-- Given entries --
○ ○ ○ ○ ○

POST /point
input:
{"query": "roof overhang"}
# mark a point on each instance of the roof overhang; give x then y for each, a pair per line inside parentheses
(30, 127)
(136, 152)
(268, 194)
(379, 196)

○ ○ ○ ○ ○

The data above must be returned in full, exactly as written.

-- Task answer --
POST /point
input:
{"query": "roof overhang"}
# mark a point on each instance of the roof overhang; give x then y for each, a pair per line inside parentheses
(30, 127)
(136, 152)
(268, 194)
(379, 196)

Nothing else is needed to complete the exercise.